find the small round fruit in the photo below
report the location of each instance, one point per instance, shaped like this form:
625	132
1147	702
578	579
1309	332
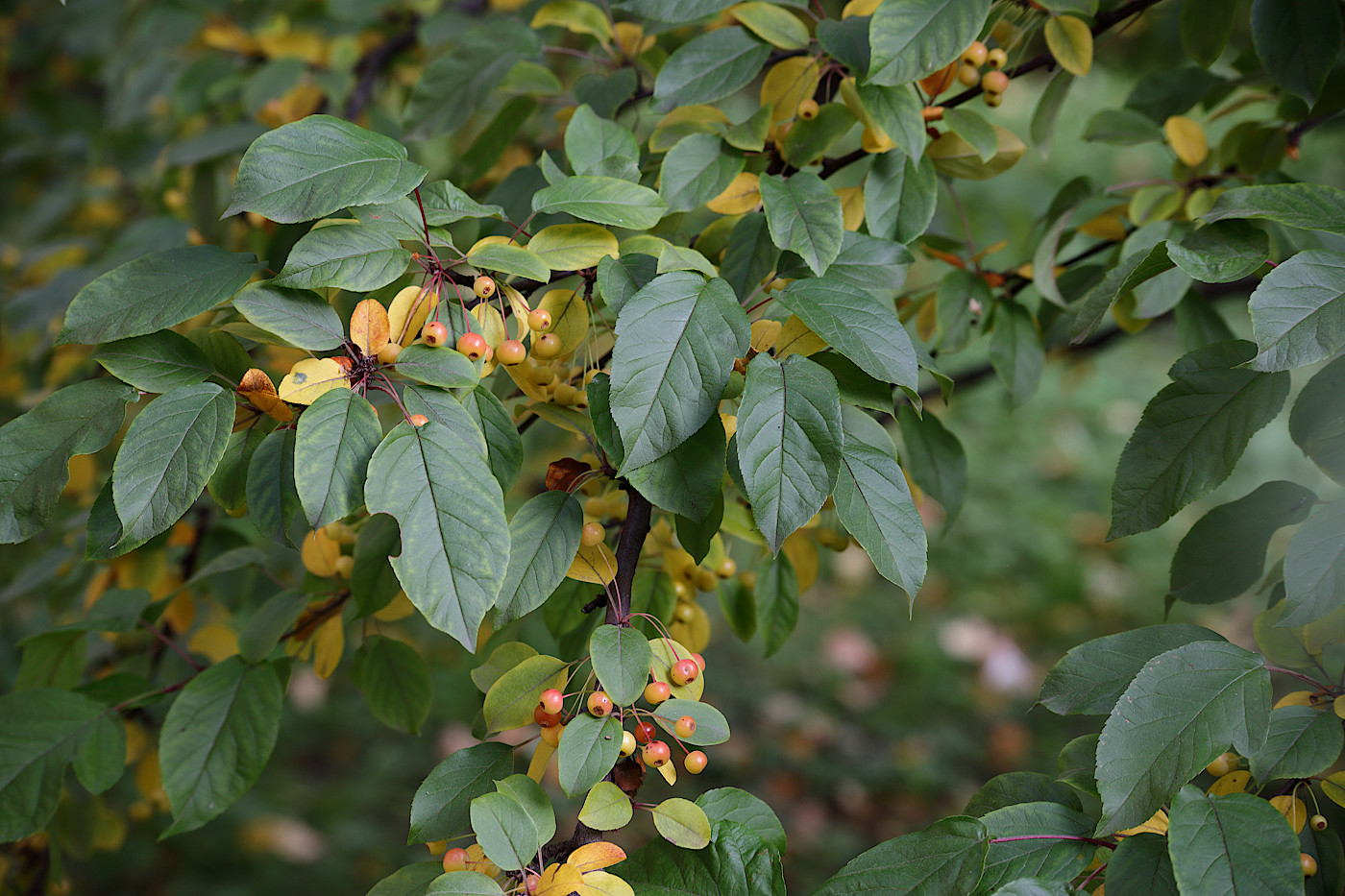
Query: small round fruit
975	54
683	671
434	334
600	705
547	346
473	345
511	352
656	754
454	860
551	700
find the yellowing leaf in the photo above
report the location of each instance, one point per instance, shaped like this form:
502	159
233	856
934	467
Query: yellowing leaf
740	197
329	646
790	83
574	247
312	378
319	553
1186	138
407	314
596	564
575	15
595	856
1069	40
369	327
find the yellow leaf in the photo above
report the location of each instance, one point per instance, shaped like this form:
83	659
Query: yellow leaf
595	856
1293	809
1186	138
407	314
1069	40
312	378
319	553
575	16
740	197
596	564
790	83
1231	784
574	247
329	646
215	642
259	392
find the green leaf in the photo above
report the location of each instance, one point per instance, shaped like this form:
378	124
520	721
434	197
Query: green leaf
272	498
709	67
934	458
676	341
316	166
608	201
710	724
1092	677
349	255
448	506
1301	742
1298	42
696	171
396	682
689	479
36	449
1221	252
1235	844
776	600
155	362
622	662
513	697
1046	859
605	808
1192	435
1311	206
440	808
874	505
804	217
441	366
917	37
336	436
589	747
1314	567
217	739
170	285
947	858
43	729
1317	422
900	194
1224	552
168	453
1181	711
1298	311
1140	866
682	822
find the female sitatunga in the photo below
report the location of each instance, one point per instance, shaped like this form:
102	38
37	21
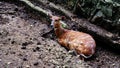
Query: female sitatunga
83	44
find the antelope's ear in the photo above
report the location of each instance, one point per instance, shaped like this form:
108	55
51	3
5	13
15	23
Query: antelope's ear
63	17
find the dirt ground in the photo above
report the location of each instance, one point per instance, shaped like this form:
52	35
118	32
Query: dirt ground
25	44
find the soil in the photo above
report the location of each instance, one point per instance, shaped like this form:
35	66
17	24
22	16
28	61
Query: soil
26	41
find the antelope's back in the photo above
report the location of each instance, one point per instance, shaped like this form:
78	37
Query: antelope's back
74	39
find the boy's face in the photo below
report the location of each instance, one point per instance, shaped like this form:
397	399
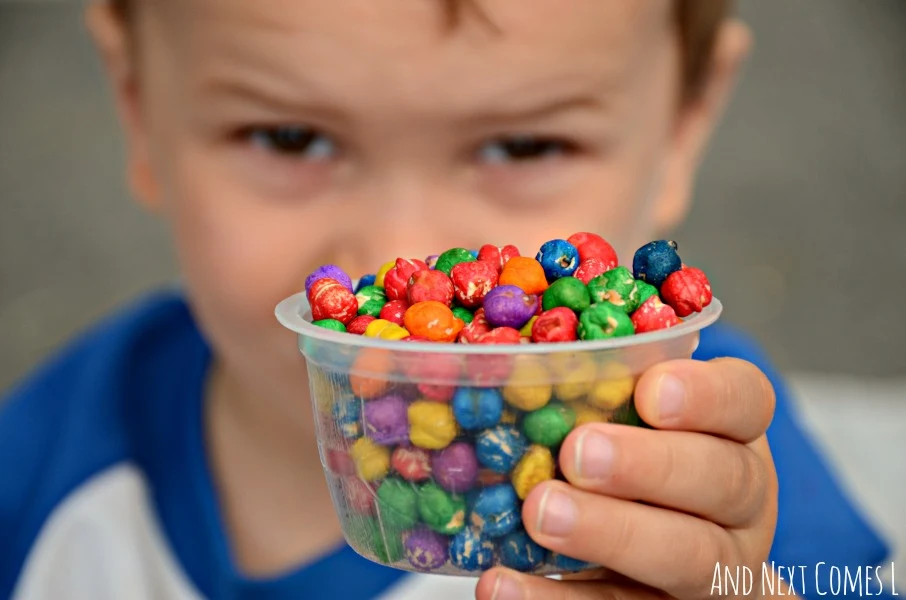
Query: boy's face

*Problem*. Rewrite all of the entries above, renaming every "photo" to "image" and changing nothing else. Leave the pictures out.

*Response*.
find the small round fruit in the image below
report the location of each instance, one point per instance, shaped like this form:
625	132
1147	702
578	579
1309	332
Query: small round fruit
975	54
683	671
434	334
600	705
547	346
473	345
511	352
656	754
454	860
551	700
find the yellowing leaf in the image above
report the location of each instance, one point per instance, shaped like this form:
502	159
233	856
934	467
Query: yellowing leaf
740	197
329	646
790	83
574	247
312	378
319	553
1186	138
407	314
596	564
575	15
595	856
1069	40
369	327
find the yellow leaf in the image above
report the location of each instance, one point per instance, shaped like this form:
83	659
Query: yellow leaf
595	856
1293	809
1186	138
407	314
1069	40
312	378
319	553
575	16
740	197
596	564
790	83
1231	784
574	247
329	646
215	642
259	392
find the green leaf in the image above
report the location of each instance, one point per instance, shaped like this form:
378	124
520	721
434	197
Query: green leaf
272	498
709	67
934	458
676	341
316	166
608	201
710	724
1092	677
349	255
448	506
1301	742
1298	42
696	171
396	682
689	479
36	449
1221	252
1235	844
776	600
155	362
622	662
513	697
1046	859
605	808
1192	435
1311	206
440	808
874	505
804	217
441	366
917	37
336	436
589	747
1314	567
217	739
170	285
947	858
43	729
1317	422
900	194
1224	552
168	453
1181	711
1298	311
1140	866
682	822
find the female sitatunga in the image below
report the location of each instance, one point per instance, shaped like this form:
102	38
37	21
Query: female sitatunga
83	44
find the antelope's ear in the image above
report the location of each instance, one point per instance, shaped like this form:
108	55
51	3
5	13
15	23
Query: antelope's ear
63	17
find the dirt ground in the image above
report the location of each instance, one point per instance, shaped like this form:
52	35
118	32
Query: dirt ground
25	44
find the soil in the image above
report the location of each instance, one point per instance, shaped like this form:
35	66
17	24
22	16
28	61
Query: soil
26	41
find the antelope's back in the image above
report the location of each instance, one point per instance, shaped like this form:
78	37
Query: antelope's back
74	39
find the boy's face in the image below
report the location of each instance, one point per instance, shaped like this form:
397	399
Query: boy's face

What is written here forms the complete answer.